> **Source text**
** BEGIN **

This is an interesting webinar on metrics that can be used for evaluating the quality of a translation, held by GALA (Globalization and Localization Association). The authors of the presentation have taken into consideration only evaluation metrics on which information is publicly available.
I will briefly summarize the evaluation metrics from the webinar and if you are interested in more details, you could watch the 58-minute recording.
First, the manual evaluation metrics and tools for human translation:
- the webinar presenters researched three such models (the SAE J2450, the LISA QA Model, version 3.1 and the SDL TMS Classic Model)
- they are either error rate models (based on error counting, a “perfect” translation would start from 100%) or rubric models (they have an additive nature, points are added if the translation meets certain requirements regarding quality; they are relatively uncommon)

** END **

Dataset items:
** BEGIN **

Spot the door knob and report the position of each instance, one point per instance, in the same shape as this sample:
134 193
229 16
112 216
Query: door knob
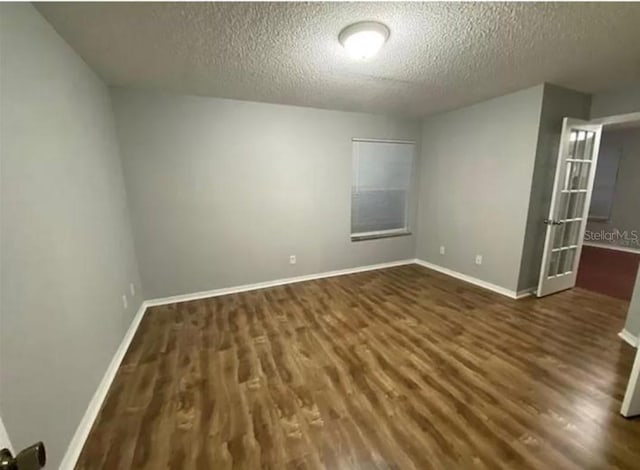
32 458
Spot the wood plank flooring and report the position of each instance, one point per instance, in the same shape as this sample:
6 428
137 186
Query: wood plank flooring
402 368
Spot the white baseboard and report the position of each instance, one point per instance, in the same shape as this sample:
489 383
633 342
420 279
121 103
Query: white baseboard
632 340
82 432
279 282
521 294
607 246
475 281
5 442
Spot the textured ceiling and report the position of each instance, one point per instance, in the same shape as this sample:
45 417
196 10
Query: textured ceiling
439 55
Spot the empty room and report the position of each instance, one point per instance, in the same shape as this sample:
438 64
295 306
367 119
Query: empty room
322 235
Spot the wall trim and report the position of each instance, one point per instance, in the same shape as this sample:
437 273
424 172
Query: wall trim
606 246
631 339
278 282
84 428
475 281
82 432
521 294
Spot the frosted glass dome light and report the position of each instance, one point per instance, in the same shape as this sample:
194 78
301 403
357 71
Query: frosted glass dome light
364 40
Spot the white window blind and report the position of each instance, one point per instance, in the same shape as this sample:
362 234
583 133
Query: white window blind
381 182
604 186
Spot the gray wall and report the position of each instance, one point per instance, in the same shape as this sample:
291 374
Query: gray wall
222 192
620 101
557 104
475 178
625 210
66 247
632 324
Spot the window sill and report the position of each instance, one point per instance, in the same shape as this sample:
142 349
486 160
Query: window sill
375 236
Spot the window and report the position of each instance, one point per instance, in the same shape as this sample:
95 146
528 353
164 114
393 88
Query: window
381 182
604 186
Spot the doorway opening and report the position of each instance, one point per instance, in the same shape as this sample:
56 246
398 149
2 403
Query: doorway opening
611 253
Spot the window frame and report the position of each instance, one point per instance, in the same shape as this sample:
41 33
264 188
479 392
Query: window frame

** END **
** BEGIN **

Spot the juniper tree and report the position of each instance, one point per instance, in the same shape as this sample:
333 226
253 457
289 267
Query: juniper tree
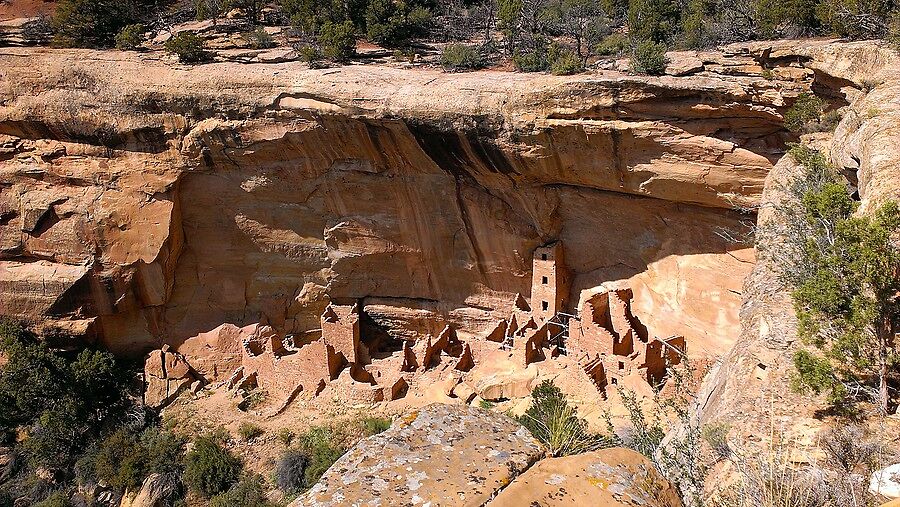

** END **
** BEGIN **

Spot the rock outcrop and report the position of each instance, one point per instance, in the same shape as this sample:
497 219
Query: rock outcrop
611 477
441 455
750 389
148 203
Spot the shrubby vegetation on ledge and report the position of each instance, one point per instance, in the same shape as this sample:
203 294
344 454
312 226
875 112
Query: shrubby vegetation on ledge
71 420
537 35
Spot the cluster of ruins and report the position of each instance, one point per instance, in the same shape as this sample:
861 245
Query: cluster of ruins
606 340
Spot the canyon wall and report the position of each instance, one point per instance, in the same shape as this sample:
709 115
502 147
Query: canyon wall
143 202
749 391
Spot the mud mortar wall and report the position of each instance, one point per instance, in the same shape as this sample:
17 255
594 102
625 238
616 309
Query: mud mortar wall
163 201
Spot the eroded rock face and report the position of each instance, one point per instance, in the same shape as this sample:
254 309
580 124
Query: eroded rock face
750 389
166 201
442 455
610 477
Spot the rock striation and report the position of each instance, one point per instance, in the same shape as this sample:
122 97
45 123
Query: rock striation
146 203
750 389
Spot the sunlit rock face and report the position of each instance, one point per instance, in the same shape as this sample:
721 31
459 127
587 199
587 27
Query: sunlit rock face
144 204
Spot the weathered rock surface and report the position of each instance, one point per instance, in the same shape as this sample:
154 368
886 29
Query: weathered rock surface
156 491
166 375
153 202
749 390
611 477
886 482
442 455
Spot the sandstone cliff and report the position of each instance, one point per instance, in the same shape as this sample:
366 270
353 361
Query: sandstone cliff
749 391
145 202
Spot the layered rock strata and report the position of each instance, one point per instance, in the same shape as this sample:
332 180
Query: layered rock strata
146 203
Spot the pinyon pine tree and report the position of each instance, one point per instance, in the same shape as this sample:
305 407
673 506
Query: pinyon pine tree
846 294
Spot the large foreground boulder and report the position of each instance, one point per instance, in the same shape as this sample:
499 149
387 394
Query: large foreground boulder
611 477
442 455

** END **

> **What to do**
• a. Reproduce verbatim the portion of the records running from the line containing "Spot the window sill" through the line containing "Query: window frame", both included.
• b. Carry on the summary of translation quality evaluation metrics from the point at which it stops.

> **The responses**
• a.
Spot the window sill and report the position of each instance, one point per instance, in the same shape as this sample:
142 349
486 160
Query: window sill
375 236
Spot the window and report the position of each instance, one point per instance, in the same shape as this sample:
95 146
528 353
164 114
393 88
Query: window
381 182
604 186
Spot the doorway opening and report the position of each instance, one point per instance, in the same shape as this sample:
56 246
398 149
2 403
Query: doorway opening
611 253
Spot the window frame and report the position of each instance, one point per instance, in the same shape as this sample:
41 33
264 188
479 392
Query: window frame

• b.
- according to the authors of the presentation, all quality assessment metrics that were presented in the webinar rely on bilingual assessors, involve errors that do not necessarily require the evaluation of a bilingual reviser since they are general language errors and the major issues they face are validity, reliability and the subjectivity of the assessor.
Automatic tools for evaluating human translation:
Acrocheck
ApSIC XBench
CheckMate
LanguageTool
QA Distiller
XLIFF:doc
Manual (human) evaluation metrics for evaluating MT (machine translation) output
- Two models are presented, the adequacy and fluency model and the utility- and task-based evaluation model
Automatic evaluation metrics for MT output
the BLEU model, the NIST model and the METEOR, error rate-based evaluation (counting the number of changes that need to be made so that the MT output looks exactly like the human translation)
Multidimensional Quality Metrics (MQM)
an open source framework which recommends a metric / metrics on several criteria (language, client, audience, field)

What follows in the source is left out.